◆ **EXERCISE INSTRUCTIONS**: Output the records exactly. Include every line.

══ PROVIDED MATERIAL

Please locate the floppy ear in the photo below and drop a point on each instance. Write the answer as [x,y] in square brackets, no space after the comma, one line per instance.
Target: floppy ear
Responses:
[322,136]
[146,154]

════

◆ **SOLUTION FOR THIS EXERCISE**:
Please locate the floppy ear in the photo below and drop a point on each instance. Write the answer as [x,y] in square brackets, no space after the comma, one line per instance.
Target: floppy ear
Responses:
[322,136]
[146,154]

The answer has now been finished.